• _Written task_
Copy every record word for word.

########

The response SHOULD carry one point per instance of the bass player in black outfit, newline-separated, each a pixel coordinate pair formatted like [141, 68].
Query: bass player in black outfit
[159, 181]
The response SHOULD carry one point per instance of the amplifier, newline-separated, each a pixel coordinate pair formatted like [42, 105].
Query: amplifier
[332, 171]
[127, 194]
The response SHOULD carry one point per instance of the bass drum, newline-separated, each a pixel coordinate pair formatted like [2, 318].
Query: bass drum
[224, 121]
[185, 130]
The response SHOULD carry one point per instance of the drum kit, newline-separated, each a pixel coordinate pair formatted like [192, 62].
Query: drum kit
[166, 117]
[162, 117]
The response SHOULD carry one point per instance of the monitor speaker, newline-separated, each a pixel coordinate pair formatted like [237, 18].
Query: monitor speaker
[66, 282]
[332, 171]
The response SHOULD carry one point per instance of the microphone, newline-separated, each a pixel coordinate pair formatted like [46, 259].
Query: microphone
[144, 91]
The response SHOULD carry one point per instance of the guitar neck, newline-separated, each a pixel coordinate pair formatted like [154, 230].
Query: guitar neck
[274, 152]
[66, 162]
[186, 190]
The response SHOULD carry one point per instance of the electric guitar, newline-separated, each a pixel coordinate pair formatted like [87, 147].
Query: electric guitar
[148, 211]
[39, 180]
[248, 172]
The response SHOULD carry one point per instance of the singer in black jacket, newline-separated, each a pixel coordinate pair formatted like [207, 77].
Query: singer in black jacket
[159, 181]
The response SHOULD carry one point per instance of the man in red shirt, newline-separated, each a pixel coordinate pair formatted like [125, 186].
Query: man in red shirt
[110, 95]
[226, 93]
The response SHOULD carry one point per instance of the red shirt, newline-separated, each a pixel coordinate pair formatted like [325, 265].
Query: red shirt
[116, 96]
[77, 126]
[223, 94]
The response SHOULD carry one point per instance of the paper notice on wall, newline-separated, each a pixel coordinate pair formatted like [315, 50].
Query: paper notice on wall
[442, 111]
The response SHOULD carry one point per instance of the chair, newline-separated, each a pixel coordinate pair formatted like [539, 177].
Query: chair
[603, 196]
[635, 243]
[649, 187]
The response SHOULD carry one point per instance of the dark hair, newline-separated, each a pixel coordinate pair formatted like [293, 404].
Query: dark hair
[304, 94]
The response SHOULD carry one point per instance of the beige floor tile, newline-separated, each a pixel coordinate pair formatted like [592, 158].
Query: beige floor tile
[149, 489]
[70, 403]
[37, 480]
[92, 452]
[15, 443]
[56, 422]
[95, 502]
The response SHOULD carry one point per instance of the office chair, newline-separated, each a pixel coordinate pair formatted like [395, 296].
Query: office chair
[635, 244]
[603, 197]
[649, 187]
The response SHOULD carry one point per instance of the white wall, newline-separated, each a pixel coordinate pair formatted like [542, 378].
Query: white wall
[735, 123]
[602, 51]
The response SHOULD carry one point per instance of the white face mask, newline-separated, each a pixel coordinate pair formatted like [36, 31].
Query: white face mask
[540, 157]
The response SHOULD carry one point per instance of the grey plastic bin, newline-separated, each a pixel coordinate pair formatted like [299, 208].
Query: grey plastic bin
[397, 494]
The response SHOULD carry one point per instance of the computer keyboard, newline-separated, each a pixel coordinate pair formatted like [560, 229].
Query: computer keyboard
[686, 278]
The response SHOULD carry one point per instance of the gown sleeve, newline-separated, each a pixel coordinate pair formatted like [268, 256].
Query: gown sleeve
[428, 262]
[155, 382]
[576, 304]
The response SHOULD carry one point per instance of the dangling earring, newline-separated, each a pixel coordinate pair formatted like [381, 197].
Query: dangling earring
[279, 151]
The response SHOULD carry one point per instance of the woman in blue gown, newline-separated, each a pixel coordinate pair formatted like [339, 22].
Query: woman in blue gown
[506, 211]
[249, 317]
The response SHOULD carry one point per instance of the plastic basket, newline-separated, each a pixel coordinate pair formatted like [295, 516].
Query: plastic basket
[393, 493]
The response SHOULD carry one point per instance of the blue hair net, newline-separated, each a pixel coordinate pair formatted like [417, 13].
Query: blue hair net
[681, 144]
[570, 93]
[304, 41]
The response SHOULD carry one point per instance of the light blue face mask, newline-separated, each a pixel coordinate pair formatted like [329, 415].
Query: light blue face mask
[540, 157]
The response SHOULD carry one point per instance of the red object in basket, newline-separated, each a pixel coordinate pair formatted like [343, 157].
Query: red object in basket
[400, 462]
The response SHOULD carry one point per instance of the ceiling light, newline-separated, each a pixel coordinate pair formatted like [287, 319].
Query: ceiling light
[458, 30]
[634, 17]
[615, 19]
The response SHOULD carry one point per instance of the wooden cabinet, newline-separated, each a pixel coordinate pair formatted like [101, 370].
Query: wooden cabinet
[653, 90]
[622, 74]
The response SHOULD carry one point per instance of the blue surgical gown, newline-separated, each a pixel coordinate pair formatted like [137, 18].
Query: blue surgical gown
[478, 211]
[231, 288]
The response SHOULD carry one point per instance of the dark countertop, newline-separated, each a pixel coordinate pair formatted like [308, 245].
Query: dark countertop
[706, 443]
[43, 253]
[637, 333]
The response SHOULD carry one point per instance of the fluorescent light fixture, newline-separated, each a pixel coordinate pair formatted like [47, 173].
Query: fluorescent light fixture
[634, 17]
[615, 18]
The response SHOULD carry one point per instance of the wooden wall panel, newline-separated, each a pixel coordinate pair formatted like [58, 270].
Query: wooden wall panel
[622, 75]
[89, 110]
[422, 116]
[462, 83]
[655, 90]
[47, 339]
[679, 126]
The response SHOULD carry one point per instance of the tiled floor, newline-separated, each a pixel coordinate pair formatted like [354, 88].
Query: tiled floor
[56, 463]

########

• _Final result_
The response SHOULD carry one point per instance of the bass player in black outfit, newline-separated, each a pixel coordinate pair formatted like [141, 68].
Query: bass player in black outfit
[159, 181]
The response SHOULD carry one point per instance of the amplifier, newline-separated, each a pixel coordinate pair formatted like [42, 105].
Query: amplifier
[332, 171]
[127, 194]
The response SHOULD carry one point per instance of the bass drum, newline-separated, each a pixel coordinate pair formatted like [2, 318].
Query: bass drum
[224, 121]
[185, 130]
The response SHOULD carry one point per instance of the drum kit, newline-separated, each a pixel coordinate pair formatted like [192, 62].
Query: drum kit
[166, 117]
[162, 117]
The response SHOULD carry one point per instance of the monitor speaker, newline-separated, each a pixel coordinate pair formatted like [237, 18].
Query: monitor speaker
[66, 282]
[332, 171]
The response SHOULD carry one point per instance of the microphone, newline-separated, each a pixel coordinate pair formatted like [46, 259].
Query: microphone
[144, 91]
The response SHOULD carry one point per instance of the guitar neck, newline-separated, each a pixel coordinate pair formatted like [154, 230].
Query: guitar neck
[274, 152]
[66, 162]
[186, 190]
The response SHOULD carry one point per instance of the electric guitar, newline-separated, each a pixel coordinate pair formatted like [87, 147].
Query: electric guitar
[148, 211]
[39, 180]
[248, 172]
The response SHOULD carry one point per instance of the singer in black jacket, newline-separated, each a pixel coordinate pair formatted like [207, 77].
Query: singer in black jacket
[159, 181]
The response SHOULD carry one point per instance of the man in red shirt, newline-separated, each a pixel coordinate pair formatted like [125, 186].
Query: man in red shirt
[110, 95]
[226, 93]
The response SHOULD carry one point per instance of the red shirt, newline-separated, each a pixel coordinate pair formatted like [325, 265].
Query: red shirt
[116, 96]
[77, 126]
[223, 94]
The response SHOULD carry one point per instance of the paper notice on wall, newline-separated, each a pixel coordinate pair formatted like [315, 50].
Query: paper notice on wall
[442, 111]
The response SHOULD carry one point per instance of the chair, newline-separated, each a pixel coordinate pair formatted like [539, 177].
Query: chair
[603, 196]
[635, 243]
[649, 187]
The response SHOULD carry one point per instance of the dark hair, newline-separated, each a pixel coordinate pair formatted like [293, 404].
Query: dark hair
[304, 94]
The response SHOULD carry one point per instance of the beige floor tile, newline-separated, each a pixel coordinate pair formatted like [592, 158].
Query: beige floor tile
[149, 489]
[70, 403]
[37, 480]
[92, 452]
[15, 443]
[56, 422]
[95, 502]
The response SHOULD carry one point per instance of the office chair, newline-separated, each a pixel coordinate pair formatted like [395, 296].
Query: office chair
[635, 244]
[603, 197]
[649, 187]
The response SHOULD carry one point per instance of the white wall, newline-separated, each a pixel coordinate pair formatted like [542, 378].
Query: white wall
[735, 123]
[602, 51]
The response SHOULD carry one point per instance of the white face mask, newline-separated, each a pixel coordinate pair formatted like [36, 31].
Query: white face mask
[540, 157]
The response SHOULD carry one point per instance of the grey plastic bin, newline-separated, each a pixel coordinate pair formatted like [299, 208].
Query: grey plastic bin
[397, 494]
The response SHOULD carry one point per instance of the computer keyboard, newline-separated, each a pixel coordinate pair formatted like [560, 229].
Query: computer keyboard
[686, 278]
The response SHOULD carry one point per instance of the gown sleeve, newline-separated, each a pixel coordinate pair formatted like [268, 256].
Query: gown sleeve
[428, 262]
[155, 382]
[576, 304]
The response SHOULD carry one point per instance of the dangling earring, newline-separated, each a pixel coordinate pair formatted like [381, 197].
Query: dangling earring
[279, 151]
The response SHOULD carry one point per instance of the woman in blue gown, newline-separated, each a pixel coordinate pair formatted like [339, 22].
Query: woman in blue gown
[506, 211]
[249, 317]
The response SHOULD carry one point per instance of the plastic basket, newline-separated, each a pixel coordinate pair formatted like [295, 516].
Query: plastic basket
[393, 493]
The response SHOULD carry one point per instance of the blue hair net, newline-separated, each a pixel coordinate pair formatted like [417, 13].
Query: blue hair net
[681, 144]
[570, 93]
[304, 41]
The response SHOULD carry one point per instance of the light blue face mask, newline-separated, each a pixel coordinate pair formatted like [329, 415].
Query: light blue face mask
[540, 157]
The response SHOULD carry one point per instance of the red object in basket, newline-separated, each a pixel coordinate pair formatted like [343, 157].
Query: red object in basket
[400, 462]
The response SHOULD carry one point per instance of the ceiling light, newline-separated, each a pixel coordinate pair formatted like [287, 319].
Query: ceiling light
[458, 30]
[634, 17]
[615, 19]
The response SHOULD carry one point per instance of the wooden cabinet, newline-separated, each a pixel coordinate pair formatted like [101, 370].
Query: wooden cabinet
[653, 90]
[622, 74]
The response SHOULD carry one point per instance of the blue surgical gown, newline-separated, each a pixel coordinate pair formatted like [137, 18].
Query: blue surgical gown
[478, 211]
[231, 288]
The response SHOULD carry one point per instance of the dark countertop, newline-separated, each a pixel coordinate pair formatted like [308, 245].
Query: dark countertop
[706, 443]
[43, 253]
[637, 333]
The response SHOULD carry one point per instance of the fluorescent light fixture, newline-separated, each a pixel coordinate pair formatted like [47, 173].
Query: fluorescent light fixture
[634, 17]
[615, 18]
The response SHOULD carry one point per instance of the wooden wall panel, newline-separated, each a pixel coordinate pair formatted like [58, 270].
Query: wooden wall panel
[622, 75]
[89, 110]
[422, 116]
[462, 83]
[655, 90]
[47, 339]
[679, 126]
The response SHOULD carry one point per instance of the tiled floor, newline-separated, each a pixel coordinate pair formatted like [354, 88].
Query: tiled floor
[56, 463]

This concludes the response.